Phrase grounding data
::::::

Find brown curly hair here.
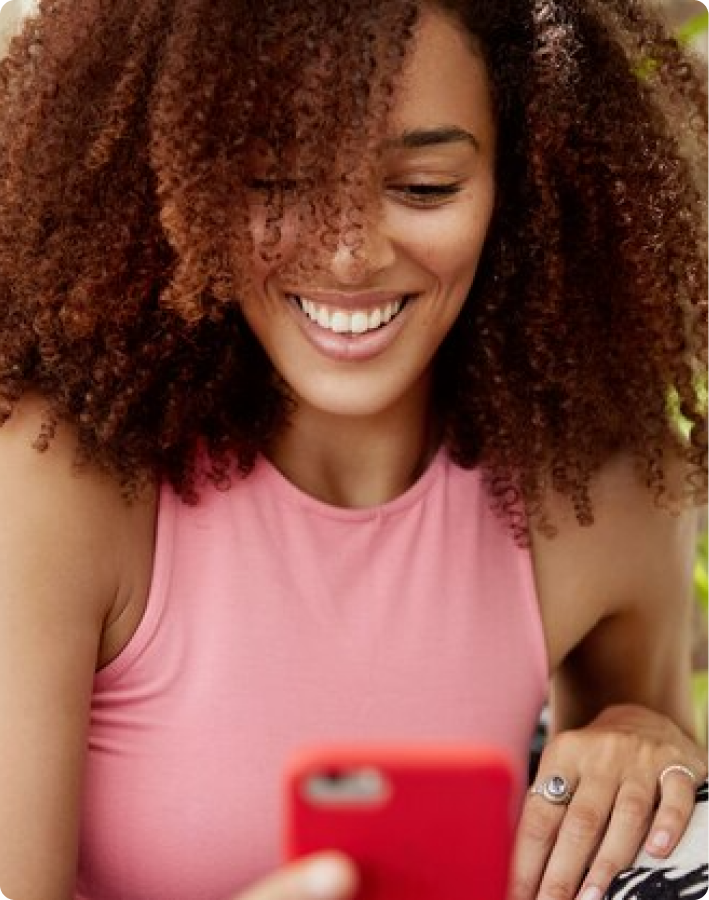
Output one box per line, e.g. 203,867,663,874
0,0,705,533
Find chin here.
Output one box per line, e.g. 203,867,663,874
287,378,413,421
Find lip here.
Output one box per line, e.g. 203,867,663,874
285,292,415,363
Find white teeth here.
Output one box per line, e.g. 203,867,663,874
330,311,350,333
292,295,408,335
350,312,369,334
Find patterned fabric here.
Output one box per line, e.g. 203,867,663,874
605,783,708,900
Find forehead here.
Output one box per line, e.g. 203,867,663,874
240,4,495,178
387,7,495,147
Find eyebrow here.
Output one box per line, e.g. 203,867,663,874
384,126,480,152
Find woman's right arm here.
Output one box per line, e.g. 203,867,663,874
0,399,125,900
0,400,360,900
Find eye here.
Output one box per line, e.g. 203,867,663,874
387,183,464,207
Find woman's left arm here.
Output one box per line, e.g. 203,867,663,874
510,453,708,900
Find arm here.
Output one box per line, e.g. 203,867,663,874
0,399,360,900
511,452,706,900
543,453,698,737
0,399,125,900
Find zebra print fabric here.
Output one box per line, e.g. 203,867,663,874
605,783,708,900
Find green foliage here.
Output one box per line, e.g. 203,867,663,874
677,8,709,45
636,8,708,78
696,530,708,614
653,26,706,660
652,11,709,743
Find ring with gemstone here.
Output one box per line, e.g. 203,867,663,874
529,774,575,805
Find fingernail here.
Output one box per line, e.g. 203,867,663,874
647,829,671,853
302,857,353,899
578,886,602,900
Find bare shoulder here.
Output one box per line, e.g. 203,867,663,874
0,396,152,606
530,451,699,732
531,451,699,672
0,396,156,897
541,450,695,535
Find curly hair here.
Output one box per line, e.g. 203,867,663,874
0,0,705,533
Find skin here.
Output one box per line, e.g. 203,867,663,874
242,9,496,508
0,6,705,900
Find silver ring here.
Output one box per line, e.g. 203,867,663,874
529,774,575,805
659,764,698,789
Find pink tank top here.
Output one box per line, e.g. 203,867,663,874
76,450,548,900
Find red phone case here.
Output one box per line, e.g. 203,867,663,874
285,745,518,900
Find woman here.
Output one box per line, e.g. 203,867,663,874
0,1,706,899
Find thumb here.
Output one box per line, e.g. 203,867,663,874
233,852,359,900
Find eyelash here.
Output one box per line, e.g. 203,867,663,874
387,184,464,206
247,180,464,207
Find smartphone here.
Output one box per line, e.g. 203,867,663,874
284,745,518,900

::::::

__TASK PROMPT__. Skip every picture and transcribe the data above exactly.

__TASK RESPONSE__.
Find brown curly hair here.
Output one box per line, e.g. 203,867,663,874
0,0,705,533
Find chin here.
Output one box per line, e.g. 203,867,663,874
287,378,413,421
Find lip here.
Output one box per line, e.g. 203,867,663,874
285,292,415,363
Find white teeth here.
Output one box per line, e.g. 203,867,663,874
330,311,350,333
292,295,408,335
350,312,369,334
Find patterned fabric here.
Output one box per line, e.g. 203,867,663,874
605,783,708,900
Find forehead here.
Output one box per line, e.g. 203,867,663,874
240,4,495,178
387,7,495,147
Find eyebrow here.
Output one box per line, e.g. 203,867,663,874
384,126,480,152
Find woman's right arm here.
Output one box per line, e.g. 203,867,663,874
0,399,125,900
0,400,360,900
Find eye here.
Output one box per line, e.g. 203,867,663,874
387,183,464,207
Find woman's left arm here.
Output one box per line, e.g. 203,867,663,874
510,453,708,900
Find arm here.
Output one box per line, e.g. 203,867,663,874
0,399,360,900
511,452,706,900
543,453,698,737
0,399,125,900
Find zebra print fabric here.
Output one box per line, e.g. 203,867,663,874
605,783,708,900
Find green foliage here.
Output one box per line, e.g. 203,867,663,874
677,8,709,45
636,8,708,78
696,530,708,614
653,26,706,660
652,11,709,743
Find ring with gemstone here.
Output one box per line, e.g. 203,867,663,874
529,774,575,805
Find fingernail here.
Output one box per line, e.g. 203,867,663,874
647,829,671,853
302,857,353,899
578,886,602,900
Find bare shoulder here.
Output one box per line, e.g. 203,867,663,874
0,396,152,606
530,451,699,732
531,451,699,672
0,396,156,897
541,450,695,535
Find curly hair here.
Output one box per line, e.g. 203,867,663,874
0,0,705,533
Find skin here.
Output one box per line, e.g. 203,867,663,874
242,9,496,508
0,6,705,900
Find silver ring here.
Output one box per line, e.g. 203,867,663,874
529,774,575,805
659,764,698,789
Find pink tank top here.
Output one box per line, e.g. 203,867,663,874
76,450,548,900
Find red phone case here.
Output one box per line, e.g. 203,867,663,874
285,745,518,900
Find woman here.
Output one box per line, e.g. 203,867,663,874
0,1,706,899
Find thumb here.
Output one box per line, e.g. 203,867,663,874
233,852,359,900
Find eyelash here.
Output one box per line, e.g. 203,867,663,874
387,184,464,206
247,180,464,207
Find smartphone here.
Output one box per line, e.g. 203,867,663,874
284,745,518,900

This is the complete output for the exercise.